* _Data provided_:
####

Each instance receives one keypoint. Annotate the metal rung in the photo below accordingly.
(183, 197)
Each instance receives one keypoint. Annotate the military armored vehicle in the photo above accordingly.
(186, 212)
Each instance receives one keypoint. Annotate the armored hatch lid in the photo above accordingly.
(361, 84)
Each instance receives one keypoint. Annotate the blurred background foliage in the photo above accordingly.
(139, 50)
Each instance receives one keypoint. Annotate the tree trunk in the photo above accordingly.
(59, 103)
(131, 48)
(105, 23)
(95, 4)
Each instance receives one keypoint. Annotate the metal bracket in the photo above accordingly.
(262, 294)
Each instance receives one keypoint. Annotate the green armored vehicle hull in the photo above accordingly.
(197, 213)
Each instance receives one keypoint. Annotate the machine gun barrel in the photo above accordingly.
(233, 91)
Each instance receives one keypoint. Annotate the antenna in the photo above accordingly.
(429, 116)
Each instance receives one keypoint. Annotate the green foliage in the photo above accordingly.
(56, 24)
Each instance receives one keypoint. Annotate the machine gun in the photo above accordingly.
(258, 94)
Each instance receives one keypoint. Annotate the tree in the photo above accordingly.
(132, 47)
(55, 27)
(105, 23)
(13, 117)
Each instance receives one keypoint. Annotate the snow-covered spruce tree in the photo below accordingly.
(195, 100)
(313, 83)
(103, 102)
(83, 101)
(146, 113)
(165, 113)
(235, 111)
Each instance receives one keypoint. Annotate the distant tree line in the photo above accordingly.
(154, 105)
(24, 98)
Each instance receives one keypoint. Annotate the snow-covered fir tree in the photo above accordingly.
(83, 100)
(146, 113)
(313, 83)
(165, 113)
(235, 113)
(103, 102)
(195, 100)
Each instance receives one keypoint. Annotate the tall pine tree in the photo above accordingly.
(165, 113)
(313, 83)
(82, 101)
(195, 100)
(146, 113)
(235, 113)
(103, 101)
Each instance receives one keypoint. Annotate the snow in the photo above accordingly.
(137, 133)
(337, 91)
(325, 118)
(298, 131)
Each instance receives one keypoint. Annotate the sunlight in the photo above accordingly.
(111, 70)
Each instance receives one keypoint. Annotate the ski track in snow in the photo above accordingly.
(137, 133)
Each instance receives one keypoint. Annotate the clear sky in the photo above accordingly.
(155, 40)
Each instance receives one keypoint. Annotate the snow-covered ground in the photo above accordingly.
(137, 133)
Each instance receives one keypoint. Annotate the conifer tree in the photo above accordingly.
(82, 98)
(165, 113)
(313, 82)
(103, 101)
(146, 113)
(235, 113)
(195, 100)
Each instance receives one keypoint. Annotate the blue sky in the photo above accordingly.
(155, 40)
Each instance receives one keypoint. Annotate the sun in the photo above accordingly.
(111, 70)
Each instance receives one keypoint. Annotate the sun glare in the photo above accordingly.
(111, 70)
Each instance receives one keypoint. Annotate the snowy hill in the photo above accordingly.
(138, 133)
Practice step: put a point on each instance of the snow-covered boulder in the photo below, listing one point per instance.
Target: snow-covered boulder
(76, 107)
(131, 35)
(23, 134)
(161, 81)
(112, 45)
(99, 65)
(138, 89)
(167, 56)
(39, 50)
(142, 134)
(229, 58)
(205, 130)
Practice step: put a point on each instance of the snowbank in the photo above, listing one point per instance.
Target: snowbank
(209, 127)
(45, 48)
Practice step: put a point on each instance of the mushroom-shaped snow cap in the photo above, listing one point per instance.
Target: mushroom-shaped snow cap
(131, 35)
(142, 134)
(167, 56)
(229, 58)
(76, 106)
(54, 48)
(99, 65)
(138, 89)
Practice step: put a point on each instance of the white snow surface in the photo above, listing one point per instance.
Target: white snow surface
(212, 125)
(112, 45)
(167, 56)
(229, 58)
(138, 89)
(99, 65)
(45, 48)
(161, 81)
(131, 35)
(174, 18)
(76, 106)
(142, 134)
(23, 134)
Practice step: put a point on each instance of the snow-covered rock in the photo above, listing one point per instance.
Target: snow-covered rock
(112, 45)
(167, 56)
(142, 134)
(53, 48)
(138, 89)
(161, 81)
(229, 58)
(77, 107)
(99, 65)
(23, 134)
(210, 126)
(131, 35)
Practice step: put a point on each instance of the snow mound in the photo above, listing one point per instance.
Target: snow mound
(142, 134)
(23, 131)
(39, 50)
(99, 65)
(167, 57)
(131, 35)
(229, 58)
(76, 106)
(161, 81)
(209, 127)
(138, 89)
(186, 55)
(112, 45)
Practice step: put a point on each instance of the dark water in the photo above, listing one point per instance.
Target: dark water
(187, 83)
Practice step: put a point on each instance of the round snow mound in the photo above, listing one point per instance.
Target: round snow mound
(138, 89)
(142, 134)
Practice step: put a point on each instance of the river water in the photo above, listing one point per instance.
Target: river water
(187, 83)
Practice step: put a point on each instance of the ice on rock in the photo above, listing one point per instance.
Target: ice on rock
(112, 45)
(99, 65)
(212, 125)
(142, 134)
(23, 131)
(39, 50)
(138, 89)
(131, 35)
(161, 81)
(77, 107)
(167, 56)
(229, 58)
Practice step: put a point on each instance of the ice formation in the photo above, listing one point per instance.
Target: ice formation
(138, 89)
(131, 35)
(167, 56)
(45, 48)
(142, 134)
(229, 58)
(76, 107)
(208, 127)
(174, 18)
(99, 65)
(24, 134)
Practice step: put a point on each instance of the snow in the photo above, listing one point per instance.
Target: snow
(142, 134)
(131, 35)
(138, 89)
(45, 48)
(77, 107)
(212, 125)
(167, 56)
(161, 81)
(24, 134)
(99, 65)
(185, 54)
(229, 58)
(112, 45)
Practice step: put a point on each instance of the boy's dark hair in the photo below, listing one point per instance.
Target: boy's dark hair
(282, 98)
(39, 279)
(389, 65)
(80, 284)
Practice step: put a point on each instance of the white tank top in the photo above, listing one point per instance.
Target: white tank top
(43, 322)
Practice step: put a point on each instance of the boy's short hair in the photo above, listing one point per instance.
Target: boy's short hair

####

* _What to work on_:
Every record above should be output exactly.

* _Full answer_:
Each instance receives one keypoint. Annotate the metal rung in the photo below accordingly.
(183, 197)
Each instance receives one keypoint. Annotate the military armored vehicle in the photo above accordingly.
(186, 212)
Each instance receives one keypoint. Annotate the armored hatch lid in the photo above accordingly.
(361, 84)
Each instance receives one keypoint. Annotate the blurred background foliage in the photo above accordingly.
(139, 50)
Each instance receives one keypoint. Annotate the tree trunk in the photo above accordingly.
(59, 103)
(131, 48)
(105, 23)
(95, 4)
Each instance receives one keypoint. Annotate the metal bracket in the photo above accordingly.
(262, 294)
Each instance receives one keypoint. Annotate the green armored vehicle hull in the photo above accordingly.
(197, 213)
Each instance receives one keypoint. Annotate the machine gun barrel in the photo above accordingly.
(233, 91)
Each instance receives one keypoint. Annotate the antenna in the photo above accordingly.
(429, 116)
Each instance receives one keypoint. Annotate the green foliage in the photo above accordingly.
(56, 24)
Each instance receives one keypoint. Annotate the machine gun in the photo above accordingly.
(258, 94)
Each instance receives one keypoint. Annotate the tree in the photo above accordingly.
(132, 47)
(55, 27)
(105, 23)
(13, 117)
Each instance receives one keypoint. Annotate the snow-covered spruce tree in the photo below accordingly.
(195, 100)
(313, 83)
(103, 102)
(83, 101)
(146, 113)
(165, 113)
(235, 111)
Each instance receives one keypoint. Annotate the distant tree line in the photo above accordingly.
(154, 105)
(24, 98)
Each instance receives one keypoint. Annotate the snow-covered fir tree in the photo above accordingly.
(83, 100)
(146, 113)
(313, 83)
(165, 113)
(235, 113)
(103, 102)
(195, 100)
Each instance receives one keypoint. Annotate the tall pine tree in the photo above accordingly.
(165, 113)
(313, 83)
(82, 101)
(195, 100)
(146, 113)
(235, 113)
(103, 101)
Each instance receives one keypoint. Annotate the snow in the photo above accordingly.
(137, 133)
(337, 91)
(325, 118)
(298, 131)
Each instance receives one keypoint. Annotate the sunlight in the photo above accordingly.
(111, 70)
Each instance receives one keypoint. Annotate the ski track in snow in the photo above accordingly.
(137, 133)
Each instance receives one keypoint. Annotate the clear sky in the photo above accordingly.
(155, 40)
Each instance receives one keypoint. Annotate the snow-covered ground in the photo above accordingly.
(137, 133)
Each instance receives one keypoint. Annotate the conifer tree in the photo above accordingly.
(82, 98)
(165, 113)
(313, 82)
(103, 101)
(146, 113)
(235, 113)
(195, 100)
Each instance receives one keypoint. Annotate the blue sky in the photo above accordingly.
(155, 40)
Each instance receives one keypoint. Annotate the sun in the photo above accordingly.
(111, 70)
Each instance receives one keypoint. Annotate the sun glare in the photo above accordingly.
(111, 70)
Each instance receives one keypoint. Annotate the snowy hill in the photo above accordingly.
(138, 133)
Practice step: put a point on each instance of the snow-covered boulder in the photo below, listing one point per instance.
Target: snow-covered boulder
(76, 107)
(131, 35)
(23, 134)
(161, 81)
(112, 45)
(99, 65)
(138, 89)
(167, 56)
(39, 50)
(142, 134)
(229, 58)
(205, 130)
Practice step: put a point on each instance of the snowbank in the photo above, listing one point per instance.
Target: snowbank
(209, 127)
(45, 48)
Practice step: put a point on each instance of the mushroom-shaped snow cap in the photo above, listing one point per instance.
Target: mushroom-shaped snow cap
(131, 35)
(142, 134)
(167, 56)
(229, 58)
(76, 106)
(54, 48)
(99, 65)
(138, 89)
Practice step: put a point on each instance of the white snow surface in the photo above, listing one point per instance.
Target: white snow surface
(212, 125)
(112, 45)
(167, 56)
(229, 58)
(138, 89)
(99, 65)
(45, 48)
(161, 81)
(131, 35)
(174, 18)
(76, 106)
(142, 134)
(23, 134)
Practice step: put a point on each instance of the snow-covered rock in the photo above, listing one point per instance.
Target: snow-covered rock
(112, 45)
(167, 56)
(142, 134)
(53, 48)
(138, 89)
(161, 81)
(229, 58)
(77, 107)
(99, 65)
(23, 134)
(210, 126)
(131, 35)
Practice step: put a point on each instance of the snow mound in the photo above, listing one point per instance.
Target: snow mound
(142, 134)
(23, 131)
(39, 50)
(99, 65)
(167, 57)
(131, 35)
(229, 58)
(76, 106)
(161, 81)
(209, 127)
(138, 89)
(186, 55)
(112, 45)
Practice step: put a point on each instance of the dark water in the photo above, listing one point per instance.
Target: dark water
(187, 83)
Practice step: put a point on each instance of the round snow mound in the photo above, listing one point per instance.
Target: round snow mound
(138, 89)
(142, 134)
Practice step: put a point on each instance of the river water in the photo above, listing one point per instance.
Target: river water
(187, 83)
Practice step: put a point on each instance of the ice on rock in the photo above, listing one point per instance.
Target: ice on rock
(112, 45)
(99, 65)
(212, 125)
(142, 134)
(23, 131)
(39, 50)
(138, 89)
(131, 35)
(161, 81)
(77, 107)
(167, 56)
(229, 58)
Practice step: put a point on each instance of the ice formation in the photo above, listing one point per instance.
Target: ice formation
(138, 89)
(131, 35)
(167, 56)
(45, 48)
(142, 134)
(229, 58)
(76, 107)
(208, 127)
(174, 18)
(99, 65)
(24, 134)
Practice step: put a point on each instance of the snow in the photo above, listing one point per instance.
Target: snow
(142, 134)
(131, 35)
(138, 89)
(45, 48)
(77, 107)
(212, 125)
(167, 56)
(161, 81)
(24, 134)
(99, 65)
(185, 54)
(229, 58)
(112, 45)
Practice step: put a point on each instance of the boy's dark hair in the photo below, listing one point per instance.
Target: boy's dark hair
(282, 98)
(39, 279)
(389, 65)
(80, 284)
Practice step: put a point on each instance of the white tank top in the photo above, listing one point per instance.
Target: white tank top
(43, 322)
Practice step: put a point on each instance of the boy's short hair in the photo above, listing one point per instance.
Target: boy's short hair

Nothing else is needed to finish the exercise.